Così, oltre alle situazioni espresse, i lavori suscitano di volta in volta sensazioni di abbandono, paura, serenità, collera, grazia e così via, ottenendo quella simbiosità tanto rara tra significato che fa della pittura uno dei mezzi espressivi meno palpabili e più completi.
G. Giordano

E' fuori dubbio che su Andrisani è già stato detto abbastanza ed anche in maniera autorevole, tuttavia, avendo rivisto gli olii di Andrisani, a distanza di diversi anni (conosco Michele sin dai tempi della scuola d'Arte a Bari), sono restato sbalordito dalla luce inquietante e spesso terrificante che trapela dalle sue opere. Al di là, comunque, dal ricercare nelle sue <<visioni>>, poiché come è stato detto, Andrisani dipinge <<non ciò che vede ma ciò che sente>>, il senso di idiosincrasie psicologiche, della malattia o del peccato,… devo affermare che sono stato toccato dal valore semantico che Andrisani dà al tema del Volto.
Da quei <<volti>> traspare la dimensione del tempo interiorizzata soprattutto negli <<sguardi>>. Se come afferma Bergson ogni organismo vivente è un registro aperto su cui si iscrive il tempo, il <<volto>> in Andrisani è un registro su cui si iscrivono non solo le tracce generiche del tempo che fugge ma anche e soprattutto le tracce particolari, cioè gli eventi che l'individuo ha attraversato. I <<volti>> di Andrisani sono in ogni opera la rivelazione di come Egli è fatto spiritualmente e contengono la memoria di ciò che ha passato fino ad oggi. Potrei addirittura parlare di ritratto introspettivo in cui il volto diventa lo specchio dall'anima, spesso anch'essa confusa e attonita di fronte al reale, incapace di darsi un'immagine netta ad una sola dimensione bensì solamente e necessariamente pluridimensionale tra realtà e sogno.
Eppure quei volti raccontano una storia, e una storia ben precisa che noi non sappiamo ma che talvolta intuiamo e talvolta invece possiamo solo immaginare dall'espressione o inventarcela come
è accaduto con altre grandi opere del passato. Quei volti ci parlano e vivono nel loro silenzio e la vicenda di ogni volto è la vicenda di tutta l'umanità; l'osservatore sembra poter dialogare con loro che gli parlano e gli rispondono. Anche chi non è interessato alla pittura può soffermarsi a lungo davanti a queste opere, interrogare quei volti che cambiano di continuo pur restando identici. Essi rivelano l'essenziale, rivelano il phatos religioso di un artista che scolpisce l'uomo non per ritrovare il turpe, il deforme o l'animalesco ma per umanizzare la vita degli emarginati, dei derelitti, dei bruti, dei vinti. Per questo Andrisani può essere definito a giusta ragione un artista morale.

SEZIONE DATI:
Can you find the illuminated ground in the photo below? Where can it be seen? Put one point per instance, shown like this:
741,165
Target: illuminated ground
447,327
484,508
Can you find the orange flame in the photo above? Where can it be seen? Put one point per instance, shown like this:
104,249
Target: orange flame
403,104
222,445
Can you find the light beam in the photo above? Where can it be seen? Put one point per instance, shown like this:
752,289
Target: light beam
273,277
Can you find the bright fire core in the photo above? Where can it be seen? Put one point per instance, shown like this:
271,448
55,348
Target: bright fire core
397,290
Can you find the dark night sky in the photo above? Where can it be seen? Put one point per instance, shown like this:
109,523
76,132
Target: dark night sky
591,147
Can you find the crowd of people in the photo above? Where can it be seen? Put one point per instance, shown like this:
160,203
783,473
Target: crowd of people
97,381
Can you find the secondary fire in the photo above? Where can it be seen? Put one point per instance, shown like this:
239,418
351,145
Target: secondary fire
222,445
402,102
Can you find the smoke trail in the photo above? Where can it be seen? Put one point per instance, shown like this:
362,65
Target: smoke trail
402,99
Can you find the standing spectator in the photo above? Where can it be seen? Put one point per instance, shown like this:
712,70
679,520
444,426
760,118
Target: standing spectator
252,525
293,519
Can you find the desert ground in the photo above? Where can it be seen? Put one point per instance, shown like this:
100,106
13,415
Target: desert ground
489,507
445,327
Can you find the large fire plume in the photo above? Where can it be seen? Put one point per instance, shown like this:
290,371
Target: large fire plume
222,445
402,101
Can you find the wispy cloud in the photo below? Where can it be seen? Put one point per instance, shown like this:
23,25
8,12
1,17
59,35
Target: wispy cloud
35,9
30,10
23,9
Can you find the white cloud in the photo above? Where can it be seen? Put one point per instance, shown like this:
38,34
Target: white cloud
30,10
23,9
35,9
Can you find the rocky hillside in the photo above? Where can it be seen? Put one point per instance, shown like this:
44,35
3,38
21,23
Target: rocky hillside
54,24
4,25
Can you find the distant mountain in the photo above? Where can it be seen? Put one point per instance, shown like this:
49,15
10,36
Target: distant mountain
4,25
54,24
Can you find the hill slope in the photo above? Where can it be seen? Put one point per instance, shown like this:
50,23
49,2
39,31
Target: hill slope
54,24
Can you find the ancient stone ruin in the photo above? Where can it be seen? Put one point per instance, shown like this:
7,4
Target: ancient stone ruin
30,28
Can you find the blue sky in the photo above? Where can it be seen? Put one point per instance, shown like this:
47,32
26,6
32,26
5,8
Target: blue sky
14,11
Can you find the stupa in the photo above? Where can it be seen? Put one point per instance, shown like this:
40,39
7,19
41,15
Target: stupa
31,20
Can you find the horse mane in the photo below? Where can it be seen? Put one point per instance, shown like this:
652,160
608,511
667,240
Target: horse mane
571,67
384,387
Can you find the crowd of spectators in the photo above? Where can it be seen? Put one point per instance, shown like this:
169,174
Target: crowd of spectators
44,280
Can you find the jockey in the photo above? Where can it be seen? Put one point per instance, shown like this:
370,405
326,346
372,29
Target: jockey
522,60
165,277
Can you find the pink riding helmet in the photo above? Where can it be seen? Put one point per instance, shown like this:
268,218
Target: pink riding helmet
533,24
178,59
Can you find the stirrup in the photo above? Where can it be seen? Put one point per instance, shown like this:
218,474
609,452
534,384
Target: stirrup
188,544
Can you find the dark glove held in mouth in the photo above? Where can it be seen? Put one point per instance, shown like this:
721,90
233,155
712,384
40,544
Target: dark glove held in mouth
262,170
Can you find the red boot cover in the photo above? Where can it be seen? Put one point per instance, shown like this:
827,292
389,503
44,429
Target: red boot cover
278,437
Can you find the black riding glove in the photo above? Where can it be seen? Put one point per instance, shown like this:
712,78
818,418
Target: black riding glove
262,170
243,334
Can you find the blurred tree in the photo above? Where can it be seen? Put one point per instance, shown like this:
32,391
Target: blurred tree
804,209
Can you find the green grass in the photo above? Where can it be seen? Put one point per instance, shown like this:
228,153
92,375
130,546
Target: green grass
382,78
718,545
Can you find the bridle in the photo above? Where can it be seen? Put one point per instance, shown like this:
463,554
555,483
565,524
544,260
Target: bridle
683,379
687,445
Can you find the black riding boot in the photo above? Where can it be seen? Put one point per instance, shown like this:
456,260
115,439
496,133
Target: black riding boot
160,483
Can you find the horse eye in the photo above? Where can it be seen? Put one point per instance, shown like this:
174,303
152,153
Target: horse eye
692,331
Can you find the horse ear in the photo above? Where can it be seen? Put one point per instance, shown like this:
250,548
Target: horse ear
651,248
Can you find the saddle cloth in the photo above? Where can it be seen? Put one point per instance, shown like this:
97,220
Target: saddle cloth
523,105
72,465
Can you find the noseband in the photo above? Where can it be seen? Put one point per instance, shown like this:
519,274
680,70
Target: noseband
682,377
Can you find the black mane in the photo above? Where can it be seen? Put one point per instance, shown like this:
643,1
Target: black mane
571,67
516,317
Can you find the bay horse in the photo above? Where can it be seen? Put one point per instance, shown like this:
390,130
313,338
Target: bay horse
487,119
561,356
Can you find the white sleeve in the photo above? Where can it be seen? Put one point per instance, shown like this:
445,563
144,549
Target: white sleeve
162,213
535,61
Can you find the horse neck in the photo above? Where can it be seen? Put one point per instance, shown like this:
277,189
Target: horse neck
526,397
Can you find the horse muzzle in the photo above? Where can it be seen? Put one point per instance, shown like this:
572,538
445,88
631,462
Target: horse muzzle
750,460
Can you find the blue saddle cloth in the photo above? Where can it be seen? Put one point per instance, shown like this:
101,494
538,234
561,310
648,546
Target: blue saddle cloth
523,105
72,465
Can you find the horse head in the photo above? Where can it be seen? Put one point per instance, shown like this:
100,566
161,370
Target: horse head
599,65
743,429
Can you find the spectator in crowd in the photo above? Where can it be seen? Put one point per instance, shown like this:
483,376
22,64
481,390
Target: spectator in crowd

RICHIESTA DI LAVORO:
Riscrivi la parte del brano su Andrisani che parte da "E' fuori dubbio" e arriva fino a "tema del Volto.", cambiando "sbalordito" in "stupito".

SOLUZIONE DEL PROBLEMA:
E' fuori dubbio che su Andrisani è già stato detto abbastanza ed anche in maniera autorevole, tuttavia, avendo rivisto gli olii di Andrisani, a distanza di diversi anni (conosco Michele sin dai tempi della scuola d'Arte a Bari), sono restato stupito dalla luce inquietante e spesso terrificante che trapela dalle sue opere. Al di là, comunque, dal ricercare nelle sue <<visioni>>, poiché come è stato detto, Andrisani dipinge <<non ciò che vede ma ciò che sente>>, il senso di idiosincrasie psicologiche, della malattia o del peccato,… devo affermare che sono stato toccato dal valore semantico che Andrisani dà al tema del Volto.